* _CHALLENGE_
Reproduce each of the following lines word for word, in the order given.

+++

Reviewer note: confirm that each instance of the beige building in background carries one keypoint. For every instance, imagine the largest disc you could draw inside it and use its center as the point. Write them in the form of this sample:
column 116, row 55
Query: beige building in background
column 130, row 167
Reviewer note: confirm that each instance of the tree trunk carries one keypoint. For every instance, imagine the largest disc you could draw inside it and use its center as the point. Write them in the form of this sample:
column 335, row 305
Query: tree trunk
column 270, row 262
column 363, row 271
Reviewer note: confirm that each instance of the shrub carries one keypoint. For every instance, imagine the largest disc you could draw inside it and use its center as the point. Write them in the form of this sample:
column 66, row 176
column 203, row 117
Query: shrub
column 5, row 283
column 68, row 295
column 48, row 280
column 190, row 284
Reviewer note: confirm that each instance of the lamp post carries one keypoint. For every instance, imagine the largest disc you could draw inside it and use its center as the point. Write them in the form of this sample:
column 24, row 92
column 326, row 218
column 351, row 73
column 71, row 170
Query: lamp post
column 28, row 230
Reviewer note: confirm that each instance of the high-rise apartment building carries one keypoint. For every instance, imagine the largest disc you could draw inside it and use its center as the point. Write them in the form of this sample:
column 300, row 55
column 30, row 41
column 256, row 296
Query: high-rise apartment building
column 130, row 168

+++

* _RESULT FOR THIS EXERCISE_
Reviewer note: confirm that each instance of the beige building in background carries one keypoint. For every instance, imagine the largest disc you could draw inside it and use its center as the point. Write them in the form of this sample:
column 116, row 55
Query: beige building in background
column 130, row 167
Reviewer note: confirm that each instance of the tree trunk carries one keypoint. For every instance, imagine the largest disc you could draw inside it and use its center as the point. Write them in the form of this sample:
column 335, row 305
Query: tree trunk
column 270, row 262
column 363, row 271
Reviewer note: confirm that each instance of the shrub carries one keypoint. For every instance, imagine the largest disc you could draw inside it and use its center as the point. Write them in the form of this sample:
column 66, row 176
column 203, row 117
Query: shrub
column 5, row 283
column 68, row 295
column 48, row 280
column 190, row 284
Reviewer note: confirm that each instance of the lamp post carries one keypoint. For every instance, imagine the largest disc you could draw inside it and use its center as the point. Write them in the form of this sample:
column 24, row 92
column 326, row 218
column 351, row 73
column 71, row 170
Query: lamp post
column 28, row 230
Reviewer note: confirm that each instance of the high-rise apartment building carries one keypoint. For every instance, imagine the largest disc you could draw inside it and use its center as the point. Write them in the form of this sample:
column 300, row 55
column 30, row 41
column 256, row 296
Query: high-rise apartment building
column 130, row 168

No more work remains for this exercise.